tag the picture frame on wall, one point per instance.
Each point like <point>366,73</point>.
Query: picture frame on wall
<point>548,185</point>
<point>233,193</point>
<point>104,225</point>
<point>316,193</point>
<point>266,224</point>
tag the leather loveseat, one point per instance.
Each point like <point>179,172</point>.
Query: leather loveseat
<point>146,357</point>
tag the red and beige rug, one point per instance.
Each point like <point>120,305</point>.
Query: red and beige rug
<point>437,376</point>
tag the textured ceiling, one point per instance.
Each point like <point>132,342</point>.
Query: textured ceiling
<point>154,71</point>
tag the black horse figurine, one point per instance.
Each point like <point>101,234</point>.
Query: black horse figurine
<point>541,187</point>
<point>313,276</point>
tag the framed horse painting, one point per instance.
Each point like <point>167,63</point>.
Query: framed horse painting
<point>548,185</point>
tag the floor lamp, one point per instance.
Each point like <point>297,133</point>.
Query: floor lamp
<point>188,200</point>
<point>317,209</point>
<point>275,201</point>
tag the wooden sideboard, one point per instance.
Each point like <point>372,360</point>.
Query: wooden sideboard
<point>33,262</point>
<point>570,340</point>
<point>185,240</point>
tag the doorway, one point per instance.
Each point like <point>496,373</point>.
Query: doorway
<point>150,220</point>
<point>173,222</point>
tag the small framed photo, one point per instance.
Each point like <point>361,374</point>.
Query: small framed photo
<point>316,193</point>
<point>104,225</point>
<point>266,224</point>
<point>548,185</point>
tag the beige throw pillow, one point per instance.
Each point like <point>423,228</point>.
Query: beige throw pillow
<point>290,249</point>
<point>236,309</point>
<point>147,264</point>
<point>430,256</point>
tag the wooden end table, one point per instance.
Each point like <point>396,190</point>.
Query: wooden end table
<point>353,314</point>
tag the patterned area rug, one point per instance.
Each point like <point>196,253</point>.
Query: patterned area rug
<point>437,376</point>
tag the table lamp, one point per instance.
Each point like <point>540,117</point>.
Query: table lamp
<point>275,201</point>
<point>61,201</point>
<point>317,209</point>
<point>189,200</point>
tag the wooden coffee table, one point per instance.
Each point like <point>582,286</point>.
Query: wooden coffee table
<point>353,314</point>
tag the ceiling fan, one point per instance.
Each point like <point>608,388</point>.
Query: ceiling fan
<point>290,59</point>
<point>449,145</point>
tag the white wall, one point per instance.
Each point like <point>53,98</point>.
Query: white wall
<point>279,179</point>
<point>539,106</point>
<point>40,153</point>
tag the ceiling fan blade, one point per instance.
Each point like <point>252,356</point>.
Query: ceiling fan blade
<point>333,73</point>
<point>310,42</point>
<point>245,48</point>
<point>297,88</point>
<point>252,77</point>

> **Short task**: Render all the items above as a JSON array of strings, one string per line, with blank lines omitted.

> **Solution for this exercise**:
[
  "tag the picture frame on wall, one point per instance.",
  "Each point like <point>366,73</point>.",
  "Query: picture frame on wall",
  "<point>548,185</point>",
  "<point>233,193</point>",
  "<point>104,225</point>",
  "<point>316,193</point>",
  "<point>266,224</point>",
  "tag the leather loveseat, one point per instance.",
  "Each point like <point>179,172</point>.",
  "Query: leather loveseat",
  "<point>146,357</point>",
  "tag the red and beige rug, one point per instance.",
  "Each point like <point>120,305</point>.",
  "Query: red and beige rug",
  "<point>437,376</point>",
  "tag the textured ceiling, one point per instance.",
  "Each point like <point>132,342</point>.",
  "Query: textured ceiling",
  "<point>154,71</point>",
  "tag the black horse figurine, one point per instance.",
  "Each point like <point>101,234</point>.",
  "Query: black horse figurine",
  "<point>541,187</point>",
  "<point>313,276</point>",
  "tag the framed horse painting, one point per instance.",
  "Each point like <point>167,63</point>.",
  "Query: framed horse painting",
  "<point>548,185</point>",
  "tag the floor lamp, one point per instance.",
  "Each point like <point>297,133</point>.",
  "Query: floor lamp",
  "<point>188,200</point>",
  "<point>317,209</point>",
  "<point>275,201</point>",
  "tag the wooden sideboard, one point per instance.",
  "Each point like <point>372,360</point>.",
  "Query: wooden sideboard",
  "<point>33,262</point>",
  "<point>570,340</point>",
  "<point>185,240</point>",
  "tag the doorway, one point per instance.",
  "Each point like <point>496,373</point>.",
  "Query: doorway",
  "<point>150,220</point>",
  "<point>173,222</point>",
  "tag the small framed photo, one point per instance.",
  "Each point like <point>361,374</point>.",
  "Query: small framed photo",
  "<point>316,193</point>",
  "<point>104,225</point>",
  "<point>266,224</point>",
  "<point>548,185</point>",
  "tag the beige throw pillow, one point per instance.",
  "Each point like <point>423,228</point>.",
  "Query: beige throw pillow",
  "<point>290,249</point>",
  "<point>236,309</point>",
  "<point>147,264</point>",
  "<point>430,256</point>",
  "tag the wooden end table, one point per instance.",
  "Each point like <point>396,190</point>.",
  "Query: wooden end table",
  "<point>353,314</point>",
  "tag the patterned area rug, one point per instance.",
  "Each point like <point>196,253</point>.",
  "Query: patterned area rug",
  "<point>437,376</point>",
  "tag the table lamp, one point per instance.",
  "Each point like <point>540,117</point>.",
  "Query: table lamp",
  "<point>275,201</point>",
  "<point>61,201</point>",
  "<point>317,209</point>",
  "<point>189,200</point>",
  "tag the wooden coffee table, one point per instance.",
  "Each point like <point>582,286</point>.",
  "Query: wooden coffee table",
  "<point>353,314</point>",
  "tag the ceiling fan, one point per instance.",
  "Each point like <point>608,388</point>.",
  "Query: ceiling fan",
  "<point>290,59</point>",
  "<point>449,145</point>",
  "tag the white wall, one point per instance.",
  "Each point like <point>53,98</point>.",
  "Query: white wall",
  "<point>279,179</point>",
  "<point>539,106</point>",
  "<point>40,153</point>",
  "tag the ceiling fan blade, one point per instance.",
  "Each point like <point>252,356</point>.",
  "Query: ceiling fan blade",
  "<point>333,73</point>",
  "<point>310,42</point>",
  "<point>245,48</point>",
  "<point>297,88</point>",
  "<point>252,77</point>"
]